» CHALLENGE A
In the thread about CBMC and uninitialized variables, at which optimization level does the first commenter say clang already removes the whole function?
» CHALLENGE B
List the domain name of every web link in the thread about CBMC and uninitialized variables.

» EXCERPTED PASSAGE
"""

Hacker News by YouPan

Loading Stories...

obl

Weird that this treats uninitialized variables as unknown values. For example in ex3.c, the program

  int main(){
      int x;
      if (x <= 42){
              assert(x != 12345);
      }
  }

is of course UB in C, even though under a "uninitialized is random" model the program is valid and does not assert (as the model checker concludes).

(even in O1 clang gets rid of the whole function, including even the ret instruction, I'm surprised it does not at least leave an ud2 for an empty function to help debugging since it would not cost anything https://godbolt.org/z/eK8cz3EPe )

fweimer

Uninitialized local variables are documented as a source of a certain type of nondeterminism: http://www.cprover.org/cprover-manual/modeling/nondeterminis...

So the checker treats them as defined, but with an unknown variable. You could have written this instead:

    extern int unknown_int_value(void);
    int x = unknown_int_value();

And leaving unknown_int_value undefined (so it's not visible to the analyzer). Or write a function and use x as a parameter.

I suspect CBMC does this to have a convenient syntax for this frequent scenario. Apparently, it's used quite often, as in these examples: https://model-checking.github.io/cbmc-training/cbmc/overview...

It seems that CBMC is not intended to check production sources directly against C semantics, but to prove things about programs written in a C-like syntax.

"""

» DATA EXTRACT
"""

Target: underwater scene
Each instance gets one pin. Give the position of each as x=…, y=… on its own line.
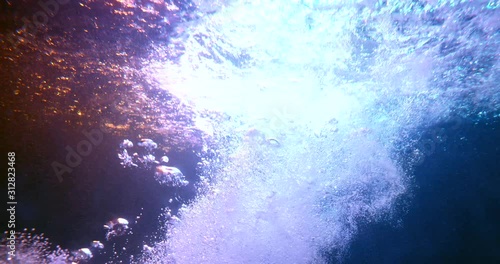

"""

» FINAL ANSWER A
O1

» FINAL ANSWER B
godbolt.org, www.cprover.org, model-checking.github.io